▸ Prompt
Rewrite everything in the data from the line containing "Spot the green grass" down to the line containing "x=252, y=130", both included, and scale every x and y coordinate by 2.1, rounding each result to a whole number with halves rounded up. Keep all other lines as they are.

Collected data
────

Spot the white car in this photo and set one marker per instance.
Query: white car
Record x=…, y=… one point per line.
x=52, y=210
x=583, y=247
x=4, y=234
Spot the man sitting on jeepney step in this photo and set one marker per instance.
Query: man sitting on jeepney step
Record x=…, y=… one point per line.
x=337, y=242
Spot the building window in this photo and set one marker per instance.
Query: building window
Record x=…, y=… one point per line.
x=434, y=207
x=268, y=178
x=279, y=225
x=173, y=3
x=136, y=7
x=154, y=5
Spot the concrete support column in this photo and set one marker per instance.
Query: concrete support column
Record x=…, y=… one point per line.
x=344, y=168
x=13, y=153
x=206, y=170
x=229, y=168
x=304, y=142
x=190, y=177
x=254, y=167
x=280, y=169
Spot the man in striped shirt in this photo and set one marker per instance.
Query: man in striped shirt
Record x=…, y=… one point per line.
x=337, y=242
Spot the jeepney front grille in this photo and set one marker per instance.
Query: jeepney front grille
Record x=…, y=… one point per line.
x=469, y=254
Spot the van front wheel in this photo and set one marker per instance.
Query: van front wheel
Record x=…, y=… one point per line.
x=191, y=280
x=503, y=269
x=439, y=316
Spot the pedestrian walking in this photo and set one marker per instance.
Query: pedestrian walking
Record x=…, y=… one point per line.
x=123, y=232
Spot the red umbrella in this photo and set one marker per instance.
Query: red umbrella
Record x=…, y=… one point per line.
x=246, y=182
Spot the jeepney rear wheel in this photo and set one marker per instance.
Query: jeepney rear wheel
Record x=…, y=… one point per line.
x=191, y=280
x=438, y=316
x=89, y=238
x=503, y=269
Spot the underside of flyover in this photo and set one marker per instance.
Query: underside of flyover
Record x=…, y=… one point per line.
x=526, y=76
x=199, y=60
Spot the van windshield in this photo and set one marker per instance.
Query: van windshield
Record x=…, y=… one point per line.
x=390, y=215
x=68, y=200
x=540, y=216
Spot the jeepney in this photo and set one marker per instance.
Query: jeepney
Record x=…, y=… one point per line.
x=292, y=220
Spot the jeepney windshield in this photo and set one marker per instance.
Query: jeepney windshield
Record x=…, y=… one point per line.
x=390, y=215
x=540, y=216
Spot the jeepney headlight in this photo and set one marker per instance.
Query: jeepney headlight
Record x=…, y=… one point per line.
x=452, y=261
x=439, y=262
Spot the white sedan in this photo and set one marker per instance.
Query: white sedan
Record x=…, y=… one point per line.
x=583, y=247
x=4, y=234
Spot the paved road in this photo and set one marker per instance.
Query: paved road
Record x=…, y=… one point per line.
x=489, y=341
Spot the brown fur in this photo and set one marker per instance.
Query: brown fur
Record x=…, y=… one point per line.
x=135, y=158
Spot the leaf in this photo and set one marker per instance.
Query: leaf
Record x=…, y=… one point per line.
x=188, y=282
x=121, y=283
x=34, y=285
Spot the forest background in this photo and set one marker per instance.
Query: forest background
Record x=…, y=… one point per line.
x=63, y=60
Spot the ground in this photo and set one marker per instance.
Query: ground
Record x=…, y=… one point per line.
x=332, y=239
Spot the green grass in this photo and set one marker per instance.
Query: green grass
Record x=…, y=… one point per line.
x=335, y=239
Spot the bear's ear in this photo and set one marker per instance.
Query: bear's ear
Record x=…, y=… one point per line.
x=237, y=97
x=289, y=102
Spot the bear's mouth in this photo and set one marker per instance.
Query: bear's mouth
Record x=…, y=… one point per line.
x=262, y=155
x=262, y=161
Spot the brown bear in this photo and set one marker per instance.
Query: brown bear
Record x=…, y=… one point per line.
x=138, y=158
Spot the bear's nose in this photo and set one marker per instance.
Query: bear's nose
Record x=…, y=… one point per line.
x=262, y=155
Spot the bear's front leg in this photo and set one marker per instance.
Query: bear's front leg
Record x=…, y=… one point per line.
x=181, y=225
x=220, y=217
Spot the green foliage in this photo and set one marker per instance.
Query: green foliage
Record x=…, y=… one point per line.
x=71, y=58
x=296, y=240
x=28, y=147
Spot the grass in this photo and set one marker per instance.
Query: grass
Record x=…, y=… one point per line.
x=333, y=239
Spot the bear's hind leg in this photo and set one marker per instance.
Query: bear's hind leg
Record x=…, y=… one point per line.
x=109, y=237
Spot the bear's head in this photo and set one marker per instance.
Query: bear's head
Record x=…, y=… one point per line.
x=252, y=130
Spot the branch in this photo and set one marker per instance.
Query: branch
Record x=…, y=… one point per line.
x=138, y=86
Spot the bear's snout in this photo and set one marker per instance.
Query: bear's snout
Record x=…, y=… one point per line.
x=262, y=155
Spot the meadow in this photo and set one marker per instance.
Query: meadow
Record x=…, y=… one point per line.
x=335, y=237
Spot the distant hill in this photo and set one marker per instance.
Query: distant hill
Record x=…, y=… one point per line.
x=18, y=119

────

▸ Complete output
Spot the green grass in this photo and set one marker per instance.
Query: green grass
Record x=…, y=… one point per line.
x=704, y=502
Spot the bear's ear in this photo and set one marker per instance.
Query: bear's ear
Record x=…, y=… one point per line.
x=498, y=204
x=607, y=214
Spot the bear's mouth in this photo and set one marker per instance.
Query: bear's mouth
Record x=…, y=… one point per line.
x=550, y=326
x=550, y=338
Spot the brown bear in this photo and set one marker per instance.
Query: brown bear
Record x=…, y=… one point per line.
x=290, y=332
Spot the bear's nose in this photo and set one marker per instance.
Query: bear's nose
Record x=…, y=… one point per line.
x=550, y=326
Spot the bear's front leg in this photo and set one marker per instance.
Query: bear's front leg
Record x=…, y=… one point per line.
x=380, y=473
x=462, y=456
Spot the green foliage in this photo and set one marker per instance.
Query: green foliage
Record x=…, y=… one point per line.
x=149, y=122
x=622, y=504
x=59, y=309
Spot the grass in this photo and set one marker per instance.
Query: grass
Record x=…, y=… one point per line.
x=699, y=502
Spot the bear's hind leg in this photo and set one marker per instance.
Query: bear's hind leg
Record x=…, y=… one point per line.
x=229, y=498
Spot the bear's head in this photo and set one marker per instance.
Query: bear's head
Record x=…, y=… one point per line.
x=529, y=273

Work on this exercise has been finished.